[Records from a data source]

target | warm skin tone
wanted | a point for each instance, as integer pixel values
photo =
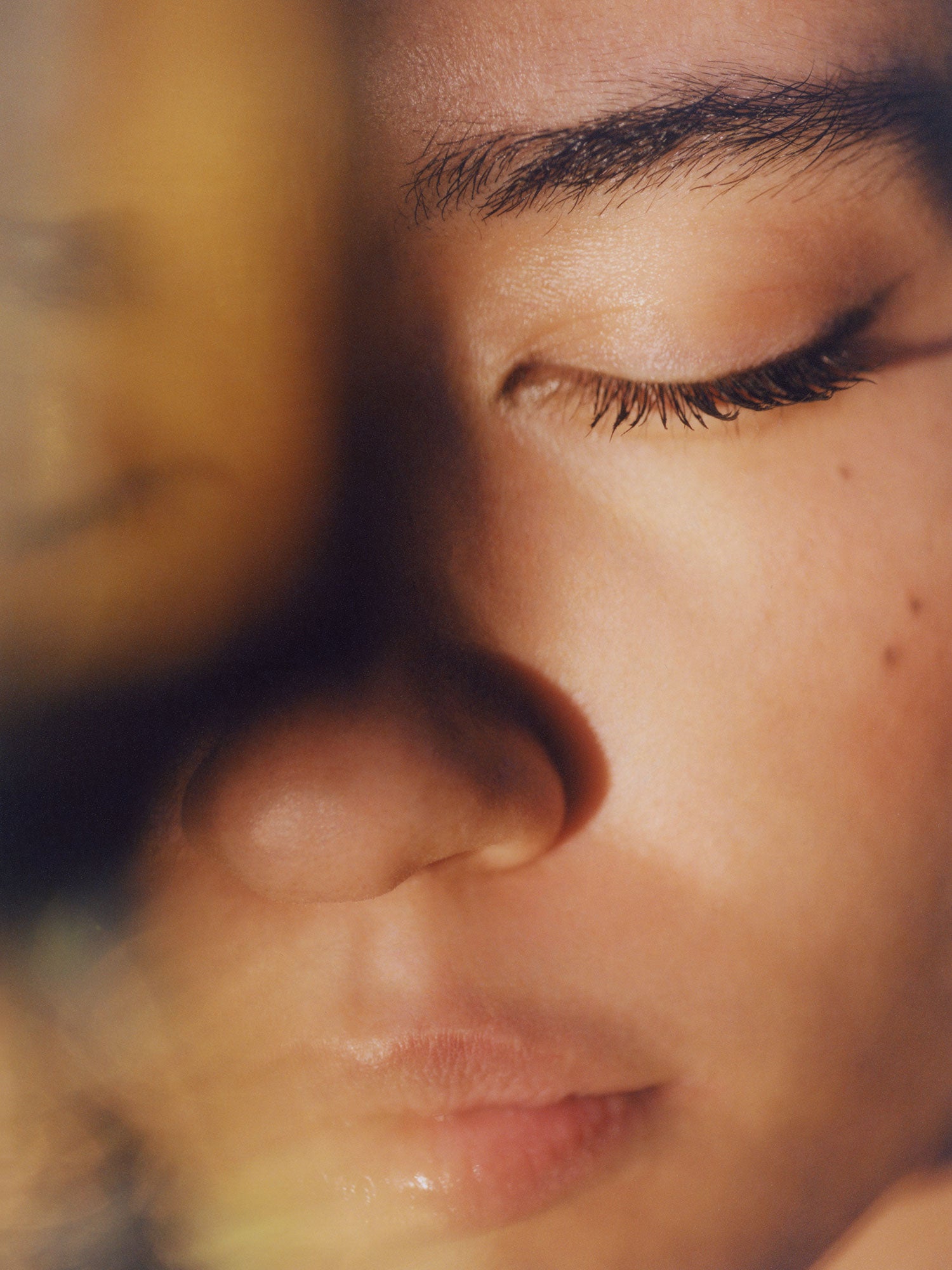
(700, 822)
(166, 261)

==

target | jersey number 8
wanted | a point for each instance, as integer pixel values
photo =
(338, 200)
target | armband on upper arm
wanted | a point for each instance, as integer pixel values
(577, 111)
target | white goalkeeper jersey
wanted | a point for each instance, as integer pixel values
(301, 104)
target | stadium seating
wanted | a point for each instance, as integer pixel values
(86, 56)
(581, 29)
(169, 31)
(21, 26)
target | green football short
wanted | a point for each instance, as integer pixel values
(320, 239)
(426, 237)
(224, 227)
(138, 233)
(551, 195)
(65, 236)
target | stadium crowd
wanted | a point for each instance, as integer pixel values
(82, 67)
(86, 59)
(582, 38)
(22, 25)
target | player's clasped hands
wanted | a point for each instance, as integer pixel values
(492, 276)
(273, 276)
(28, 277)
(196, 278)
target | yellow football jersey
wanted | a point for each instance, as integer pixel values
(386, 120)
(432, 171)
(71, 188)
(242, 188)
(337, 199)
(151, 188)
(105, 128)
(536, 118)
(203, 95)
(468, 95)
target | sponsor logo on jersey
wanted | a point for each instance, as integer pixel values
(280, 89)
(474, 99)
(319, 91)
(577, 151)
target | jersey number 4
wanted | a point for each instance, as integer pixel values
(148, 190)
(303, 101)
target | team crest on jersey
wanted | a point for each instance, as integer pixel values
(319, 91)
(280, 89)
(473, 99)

■ **TASK GOAL**
Within the entries, find all lines that contain "stadium" and copy each one.

■ **SOLVED PROBLEM**
target | stadium seating
target | stadium crowd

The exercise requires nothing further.